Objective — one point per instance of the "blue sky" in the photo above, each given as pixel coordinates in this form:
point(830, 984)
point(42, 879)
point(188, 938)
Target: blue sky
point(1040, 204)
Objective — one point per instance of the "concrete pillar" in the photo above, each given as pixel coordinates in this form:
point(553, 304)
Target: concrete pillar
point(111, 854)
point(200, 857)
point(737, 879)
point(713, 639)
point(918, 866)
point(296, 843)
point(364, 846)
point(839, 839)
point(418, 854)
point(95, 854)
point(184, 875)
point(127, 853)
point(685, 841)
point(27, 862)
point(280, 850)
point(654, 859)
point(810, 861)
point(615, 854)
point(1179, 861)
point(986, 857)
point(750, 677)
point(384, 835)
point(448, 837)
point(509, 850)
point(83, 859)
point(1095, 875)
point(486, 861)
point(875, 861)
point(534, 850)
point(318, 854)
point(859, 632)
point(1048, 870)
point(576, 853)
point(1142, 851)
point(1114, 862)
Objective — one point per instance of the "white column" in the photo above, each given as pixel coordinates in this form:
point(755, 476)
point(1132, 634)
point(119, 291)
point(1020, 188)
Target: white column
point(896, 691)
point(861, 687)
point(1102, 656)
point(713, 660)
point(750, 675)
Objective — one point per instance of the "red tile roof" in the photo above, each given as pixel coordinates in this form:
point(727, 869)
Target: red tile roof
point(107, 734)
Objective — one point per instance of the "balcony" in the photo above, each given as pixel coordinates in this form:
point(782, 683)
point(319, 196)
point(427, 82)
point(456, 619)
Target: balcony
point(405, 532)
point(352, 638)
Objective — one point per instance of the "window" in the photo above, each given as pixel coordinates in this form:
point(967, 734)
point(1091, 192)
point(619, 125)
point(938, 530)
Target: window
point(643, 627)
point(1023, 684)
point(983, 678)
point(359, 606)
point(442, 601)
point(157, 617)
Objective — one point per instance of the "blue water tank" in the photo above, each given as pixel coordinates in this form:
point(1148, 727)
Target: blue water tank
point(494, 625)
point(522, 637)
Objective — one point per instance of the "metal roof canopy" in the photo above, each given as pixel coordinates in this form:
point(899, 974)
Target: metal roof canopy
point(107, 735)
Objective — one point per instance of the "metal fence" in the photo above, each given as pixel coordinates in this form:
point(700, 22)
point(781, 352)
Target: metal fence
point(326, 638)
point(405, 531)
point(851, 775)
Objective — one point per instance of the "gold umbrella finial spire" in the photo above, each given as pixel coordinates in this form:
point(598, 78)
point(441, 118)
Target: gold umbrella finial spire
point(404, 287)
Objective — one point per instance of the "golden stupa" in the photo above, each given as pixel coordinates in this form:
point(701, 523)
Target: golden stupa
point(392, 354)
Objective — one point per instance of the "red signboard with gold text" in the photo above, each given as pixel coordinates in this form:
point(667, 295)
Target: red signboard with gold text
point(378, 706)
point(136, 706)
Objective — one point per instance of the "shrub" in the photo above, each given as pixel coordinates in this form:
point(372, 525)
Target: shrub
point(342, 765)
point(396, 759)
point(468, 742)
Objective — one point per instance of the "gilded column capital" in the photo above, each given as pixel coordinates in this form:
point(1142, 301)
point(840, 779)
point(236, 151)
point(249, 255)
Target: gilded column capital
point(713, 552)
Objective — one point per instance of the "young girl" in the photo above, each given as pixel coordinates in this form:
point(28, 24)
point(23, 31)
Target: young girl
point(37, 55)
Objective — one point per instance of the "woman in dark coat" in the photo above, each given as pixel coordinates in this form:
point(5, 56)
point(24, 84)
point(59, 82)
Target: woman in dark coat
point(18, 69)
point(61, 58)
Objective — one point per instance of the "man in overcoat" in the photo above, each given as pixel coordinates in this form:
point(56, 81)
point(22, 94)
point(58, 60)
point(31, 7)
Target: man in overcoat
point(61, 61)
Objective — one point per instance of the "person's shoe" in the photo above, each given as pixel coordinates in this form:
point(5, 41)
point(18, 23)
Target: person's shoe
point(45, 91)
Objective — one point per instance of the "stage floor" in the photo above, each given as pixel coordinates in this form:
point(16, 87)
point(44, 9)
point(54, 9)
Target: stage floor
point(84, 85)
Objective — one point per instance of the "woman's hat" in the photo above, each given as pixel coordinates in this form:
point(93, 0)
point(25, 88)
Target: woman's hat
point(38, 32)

++++

Set task:
Which lines in the listing contain the string "person"? Pull out each of them in full, treating uppercase and lowercase as different.

Exercise solution:
Objective — one point per instance of the "person's shoe" in the photo above, each given as pixel coordinates in this form:
Target: person's shoe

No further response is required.